### Activity
Could you extend the article below about Johns Hopkins's plans for Belward Farm, picking up after its final sentence?

### Text shown
Current Human Genome Sciences buildings. Photo from MNC-PPC.

Johns Hopkins University wants to expand and update its Shady Grove Life Sciences Center to meet the needs of the 21st Century. JHU owns the 100-acre Belward Farm in West Gaithersburg, and Montgomery County is developing a plan for the area. It aims to change the campus from its current form as a “sprawling, single-use, auto-oriented area” to a place that can be “more vibrant, dynamic, and walkable with a physical form that is as inspiring as the discoveries that are going on inside the labs and classrooms throughout the area.” It could achieve that vision if the planned Corridor Cities Transitway actually reaches the site. If not, it’ll be just 100 acres of VMT-inducing office park.

Johns Hopkins is competing with every other university in the world for top research talent. They believe that the upcoming generation of talent does not want to be in a wind-swept suburban office park. In order to be competitive, their facilities must have a sense of place. Otherwise, a candidate will be happy to go another university that is in a more dynamic, urban environment. The University of Maryland feels similarly.

The neighbors around Belward Farm site are pushing for a more “reasonable” approach. While they echo the usual concerns about reducing density, lowering building heights, and reducing cars and traffic, their tactics are very different from other neighbor opposition like the

Kensington Heights townhouses. The neighbors aren’t pushing for a moratorium on all development. There is no cynical application to include Belward Farm as a part of the Legacy Open Space Program.

Currently, the plans call for a Corridor Cities Transitway station on the site in the future. The danger is that this development could still happen without the transit. While Kentlands is a wonderful New Urbanist development, it is missing one key ingredient: transit. Its lack of transit prevents its economic systems from acting more like Bethesda or Silver Spring. Despite its urban form, it functions more like a subdivision bedroom community.

Unlike Bethesda, Silver Spring, Wheaton, Columbia Heights, Dupont Circle, Pentagon City, and Ballston, few people come from other communities to patronize the businesses in Kentlands. Consequently, like a local strip mall, it can only support local-serving businesses. Its residents also must drive to work or to regional retail centers, or deal with inconvenient, infrequent bus service. That doesn’t mean Kentlands was a bad idea. But its current lack access to quality transit is keeping from reaching its potential as a dynamic, truly sustainable place.

It is very challenging to plan a place that connects with a rail line that is still in the preliminary planning stages. Everyone in our region would lose if the Johns Hopkins University Life Sciences Center expands in a transit-oriented walkable urban form without any transit. And unfortunately, Montgomery County has a history of this occurring, with BRT-oriented development around Olney.

### Entries provided
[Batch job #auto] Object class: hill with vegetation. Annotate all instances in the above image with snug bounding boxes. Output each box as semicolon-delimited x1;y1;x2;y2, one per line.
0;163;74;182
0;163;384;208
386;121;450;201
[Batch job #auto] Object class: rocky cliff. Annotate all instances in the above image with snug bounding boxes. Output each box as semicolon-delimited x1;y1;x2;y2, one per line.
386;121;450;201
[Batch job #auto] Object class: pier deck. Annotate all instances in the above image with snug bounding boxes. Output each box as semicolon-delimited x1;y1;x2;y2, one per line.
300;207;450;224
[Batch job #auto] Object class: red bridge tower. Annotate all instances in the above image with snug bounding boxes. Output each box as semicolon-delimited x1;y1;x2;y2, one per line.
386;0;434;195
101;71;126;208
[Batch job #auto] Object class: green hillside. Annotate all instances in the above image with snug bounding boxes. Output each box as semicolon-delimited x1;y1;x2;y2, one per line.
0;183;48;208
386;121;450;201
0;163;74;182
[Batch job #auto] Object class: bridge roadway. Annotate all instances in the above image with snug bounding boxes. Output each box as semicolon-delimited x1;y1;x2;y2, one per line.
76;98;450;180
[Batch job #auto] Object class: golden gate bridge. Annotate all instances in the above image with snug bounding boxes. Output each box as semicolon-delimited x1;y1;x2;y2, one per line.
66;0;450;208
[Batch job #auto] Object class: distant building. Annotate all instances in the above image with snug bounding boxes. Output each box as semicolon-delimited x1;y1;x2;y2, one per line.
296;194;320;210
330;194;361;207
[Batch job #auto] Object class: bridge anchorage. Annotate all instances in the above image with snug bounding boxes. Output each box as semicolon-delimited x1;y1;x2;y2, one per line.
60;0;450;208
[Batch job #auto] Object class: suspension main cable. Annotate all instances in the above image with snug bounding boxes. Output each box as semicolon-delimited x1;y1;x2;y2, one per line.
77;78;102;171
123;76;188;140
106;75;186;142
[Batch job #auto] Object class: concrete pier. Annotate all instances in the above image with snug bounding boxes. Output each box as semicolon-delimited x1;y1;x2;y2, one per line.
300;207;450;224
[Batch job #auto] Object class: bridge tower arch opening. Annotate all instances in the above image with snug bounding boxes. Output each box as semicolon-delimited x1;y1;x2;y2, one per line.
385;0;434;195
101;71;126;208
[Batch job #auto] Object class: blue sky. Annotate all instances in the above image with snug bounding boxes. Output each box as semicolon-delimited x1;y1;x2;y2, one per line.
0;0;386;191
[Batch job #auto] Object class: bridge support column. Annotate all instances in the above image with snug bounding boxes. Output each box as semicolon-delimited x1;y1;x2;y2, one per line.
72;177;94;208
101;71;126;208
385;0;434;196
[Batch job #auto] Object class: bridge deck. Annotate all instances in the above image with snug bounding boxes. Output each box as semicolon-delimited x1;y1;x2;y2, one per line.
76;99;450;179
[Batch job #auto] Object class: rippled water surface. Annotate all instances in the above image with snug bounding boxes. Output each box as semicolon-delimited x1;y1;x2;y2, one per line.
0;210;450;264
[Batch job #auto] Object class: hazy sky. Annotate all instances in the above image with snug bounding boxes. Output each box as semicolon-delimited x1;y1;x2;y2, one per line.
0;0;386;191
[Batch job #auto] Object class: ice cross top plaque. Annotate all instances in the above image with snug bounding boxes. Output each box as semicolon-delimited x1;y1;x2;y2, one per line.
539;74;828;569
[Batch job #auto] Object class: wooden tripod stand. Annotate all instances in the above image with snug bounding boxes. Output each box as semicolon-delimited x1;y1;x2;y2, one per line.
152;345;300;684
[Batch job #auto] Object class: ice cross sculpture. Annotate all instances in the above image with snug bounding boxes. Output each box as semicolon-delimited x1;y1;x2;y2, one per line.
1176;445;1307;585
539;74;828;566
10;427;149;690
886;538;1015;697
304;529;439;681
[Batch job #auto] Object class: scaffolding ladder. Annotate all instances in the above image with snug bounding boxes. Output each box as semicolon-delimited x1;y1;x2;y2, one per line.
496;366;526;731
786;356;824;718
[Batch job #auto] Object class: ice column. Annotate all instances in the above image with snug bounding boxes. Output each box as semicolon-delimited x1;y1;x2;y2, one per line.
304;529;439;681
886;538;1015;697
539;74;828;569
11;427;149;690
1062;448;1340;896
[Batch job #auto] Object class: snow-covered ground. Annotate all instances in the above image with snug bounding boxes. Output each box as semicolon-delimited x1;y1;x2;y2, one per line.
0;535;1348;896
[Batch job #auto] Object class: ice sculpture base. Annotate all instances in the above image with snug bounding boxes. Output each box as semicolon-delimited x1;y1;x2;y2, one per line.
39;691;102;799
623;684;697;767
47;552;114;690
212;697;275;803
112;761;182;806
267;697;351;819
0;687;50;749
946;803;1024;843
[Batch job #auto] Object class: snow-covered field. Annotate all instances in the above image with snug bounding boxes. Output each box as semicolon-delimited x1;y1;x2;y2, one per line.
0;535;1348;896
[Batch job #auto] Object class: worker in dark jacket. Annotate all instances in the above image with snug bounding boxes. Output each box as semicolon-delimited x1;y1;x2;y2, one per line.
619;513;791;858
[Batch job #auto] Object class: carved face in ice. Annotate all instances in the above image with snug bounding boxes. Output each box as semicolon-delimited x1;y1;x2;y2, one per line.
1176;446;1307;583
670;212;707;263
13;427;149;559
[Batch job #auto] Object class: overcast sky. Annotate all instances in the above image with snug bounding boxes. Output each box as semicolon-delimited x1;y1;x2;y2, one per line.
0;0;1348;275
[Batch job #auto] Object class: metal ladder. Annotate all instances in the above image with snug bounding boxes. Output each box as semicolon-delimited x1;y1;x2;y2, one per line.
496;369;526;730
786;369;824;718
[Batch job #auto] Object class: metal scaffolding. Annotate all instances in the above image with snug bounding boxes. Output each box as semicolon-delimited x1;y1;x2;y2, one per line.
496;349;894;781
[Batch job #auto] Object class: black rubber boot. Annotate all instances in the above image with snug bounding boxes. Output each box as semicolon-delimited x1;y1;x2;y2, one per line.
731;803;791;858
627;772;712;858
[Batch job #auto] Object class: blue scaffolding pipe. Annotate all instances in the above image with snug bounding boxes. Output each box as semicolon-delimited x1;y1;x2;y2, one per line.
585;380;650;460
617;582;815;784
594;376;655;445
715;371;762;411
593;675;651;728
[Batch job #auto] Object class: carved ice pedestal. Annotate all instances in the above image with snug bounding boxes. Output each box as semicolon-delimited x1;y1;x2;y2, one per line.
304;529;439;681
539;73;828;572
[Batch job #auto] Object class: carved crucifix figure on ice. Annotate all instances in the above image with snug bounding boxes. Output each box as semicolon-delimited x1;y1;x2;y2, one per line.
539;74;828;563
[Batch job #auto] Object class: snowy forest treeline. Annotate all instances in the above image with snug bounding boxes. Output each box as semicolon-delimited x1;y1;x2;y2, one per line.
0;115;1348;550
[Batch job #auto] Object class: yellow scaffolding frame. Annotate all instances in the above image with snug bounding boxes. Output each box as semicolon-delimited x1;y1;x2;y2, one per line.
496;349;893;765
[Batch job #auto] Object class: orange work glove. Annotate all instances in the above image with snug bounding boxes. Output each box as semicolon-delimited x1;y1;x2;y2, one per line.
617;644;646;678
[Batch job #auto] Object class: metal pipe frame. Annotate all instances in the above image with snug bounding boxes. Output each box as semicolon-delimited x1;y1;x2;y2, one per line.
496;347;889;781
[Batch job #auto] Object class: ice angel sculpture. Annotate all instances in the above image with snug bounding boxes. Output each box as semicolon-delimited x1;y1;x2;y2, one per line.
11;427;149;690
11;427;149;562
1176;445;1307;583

---

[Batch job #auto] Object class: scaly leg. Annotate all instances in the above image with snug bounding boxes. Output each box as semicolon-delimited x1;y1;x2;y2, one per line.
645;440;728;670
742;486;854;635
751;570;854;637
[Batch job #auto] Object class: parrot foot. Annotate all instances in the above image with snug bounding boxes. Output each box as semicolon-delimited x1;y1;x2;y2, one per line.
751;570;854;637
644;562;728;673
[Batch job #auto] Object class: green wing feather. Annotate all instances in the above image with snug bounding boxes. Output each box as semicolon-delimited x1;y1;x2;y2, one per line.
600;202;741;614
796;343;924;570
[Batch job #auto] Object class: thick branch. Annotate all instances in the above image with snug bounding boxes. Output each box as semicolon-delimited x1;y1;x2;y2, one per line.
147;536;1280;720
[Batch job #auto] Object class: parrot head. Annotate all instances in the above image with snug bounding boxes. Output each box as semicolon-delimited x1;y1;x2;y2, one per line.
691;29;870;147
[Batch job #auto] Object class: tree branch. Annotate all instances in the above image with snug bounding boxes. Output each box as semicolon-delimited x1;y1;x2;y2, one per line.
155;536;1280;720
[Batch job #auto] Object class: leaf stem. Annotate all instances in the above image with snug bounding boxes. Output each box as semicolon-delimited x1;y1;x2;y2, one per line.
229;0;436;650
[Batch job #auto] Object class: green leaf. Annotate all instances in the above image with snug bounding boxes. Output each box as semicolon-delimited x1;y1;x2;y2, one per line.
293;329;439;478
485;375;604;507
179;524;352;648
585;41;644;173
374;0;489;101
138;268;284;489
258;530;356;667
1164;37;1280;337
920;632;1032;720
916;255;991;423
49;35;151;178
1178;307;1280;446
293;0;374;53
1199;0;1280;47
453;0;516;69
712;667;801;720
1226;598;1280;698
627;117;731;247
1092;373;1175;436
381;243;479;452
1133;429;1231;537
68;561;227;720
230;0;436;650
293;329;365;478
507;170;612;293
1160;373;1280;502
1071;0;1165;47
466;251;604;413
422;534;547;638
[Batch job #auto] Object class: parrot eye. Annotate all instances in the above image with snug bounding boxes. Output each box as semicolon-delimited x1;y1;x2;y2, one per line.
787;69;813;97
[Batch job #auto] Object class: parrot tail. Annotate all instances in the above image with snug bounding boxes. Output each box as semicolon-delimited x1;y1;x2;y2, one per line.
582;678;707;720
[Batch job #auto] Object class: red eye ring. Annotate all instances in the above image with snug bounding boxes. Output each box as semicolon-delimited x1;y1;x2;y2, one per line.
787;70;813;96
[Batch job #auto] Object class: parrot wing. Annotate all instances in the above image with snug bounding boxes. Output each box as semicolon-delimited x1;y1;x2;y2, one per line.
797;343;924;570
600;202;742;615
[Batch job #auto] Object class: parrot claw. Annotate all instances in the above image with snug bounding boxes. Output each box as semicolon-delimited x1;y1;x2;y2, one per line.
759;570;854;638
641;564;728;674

### Response
Human scale, walkable urban development is great, but, its place matters. Just as no man is an island, no place is an island. Any new piece of development requires some sort of infrastructure link. Out society now has a decades-old precedent of building the default link in the form of asphalt and rubber. Just like in Olney, without proper planning for a station on the CCT, the Johns Hopkins University Life Sciences Center will be stuck in the same limbo as Kentlands, National Harbor, and Reston Town Center: wasted potential.

Without transit, Johns Hopkins will not get their desired vibrant walkable urban world-class research environment. It will be less desirable for outside investment. Our region will not see as much economic activity as if the Life Sciences Center was directly connected to the National Institutes of Health by rail. More importantly, the development will only increase, rather than reduce, carbon emissions from personal automobile trips to and from the facility.

Ideally, JHU would build right next to NIH at the Medical Center Metro instead of out at the edge of our region’s developed area. However, JHU already owns the land on the current site and they already have some facilities there. They’re intent on expanding their research facilities, which earn them a lot of money. They currently have a suburban car-dependent office park that could not integrate with transit even if it were available. While this plan is not perfect, it is better than what already exists.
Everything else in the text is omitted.